Set exercise:
Reproduce the records below word for word, leaving out the pictures.

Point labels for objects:
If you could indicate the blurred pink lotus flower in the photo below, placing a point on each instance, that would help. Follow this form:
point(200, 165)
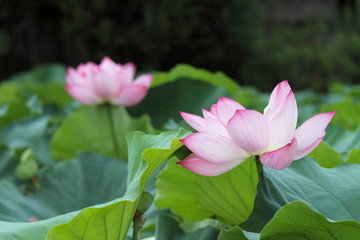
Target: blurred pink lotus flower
point(228, 134)
point(107, 82)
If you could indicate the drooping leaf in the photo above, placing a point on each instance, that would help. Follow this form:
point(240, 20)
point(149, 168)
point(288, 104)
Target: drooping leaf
point(186, 88)
point(12, 111)
point(228, 197)
point(298, 221)
point(326, 156)
point(235, 233)
point(30, 133)
point(333, 192)
point(7, 163)
point(168, 228)
point(218, 79)
point(99, 129)
point(112, 221)
point(341, 147)
point(65, 187)
point(347, 113)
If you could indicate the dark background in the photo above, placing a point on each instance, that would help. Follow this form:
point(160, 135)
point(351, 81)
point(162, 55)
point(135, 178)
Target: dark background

Response to this task:
If you could indicate the blurred pink lotus flower in the photo below, placing a point on each instance, that would help. Follow this form:
point(200, 165)
Target: blurred pink lotus flower
point(228, 134)
point(107, 82)
If you could indicate the drooping leaf in the photo above, placing a point on each instance, that would help. Follow this form:
point(240, 20)
point(149, 168)
point(288, 104)
Target: drooping leaf
point(186, 88)
point(12, 111)
point(228, 197)
point(298, 221)
point(326, 156)
point(235, 233)
point(30, 133)
point(333, 192)
point(7, 163)
point(168, 228)
point(218, 79)
point(99, 129)
point(112, 221)
point(341, 147)
point(65, 187)
point(347, 113)
If you could indicate the dark background in the photo above, placing a point on each instance, that would help. Follow this form:
point(160, 135)
point(351, 81)
point(162, 55)
point(135, 178)
Target: dark background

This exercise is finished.